[Dataset records about object locations]
▽

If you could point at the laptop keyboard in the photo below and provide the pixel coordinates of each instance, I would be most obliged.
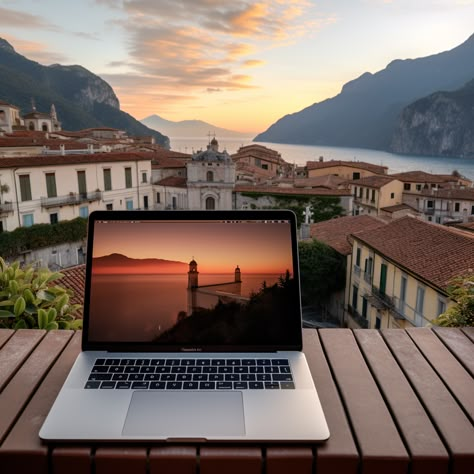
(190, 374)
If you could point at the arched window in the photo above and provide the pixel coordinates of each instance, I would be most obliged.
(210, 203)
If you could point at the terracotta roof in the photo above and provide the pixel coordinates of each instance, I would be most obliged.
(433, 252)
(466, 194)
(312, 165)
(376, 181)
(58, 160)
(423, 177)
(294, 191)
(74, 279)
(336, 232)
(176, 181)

△

GIVEN REQUEST: Except for the pictures, copy every line of the records above exactly.

SOLUTION:
If you could point at the laptop keyboard in the photo below and provide the pixel coordinates of each instance, I would be most obliged.
(190, 374)
If you could point at the arched window in the photo above and provide the pixel coordinates of each instance, I would be most obliged.
(210, 203)
If you could point at the terracotta roof in the photo above and provide the pixel coordinates of each instance, I would be most obliged.
(433, 252)
(466, 194)
(312, 165)
(376, 181)
(58, 160)
(423, 177)
(294, 191)
(74, 279)
(336, 232)
(176, 181)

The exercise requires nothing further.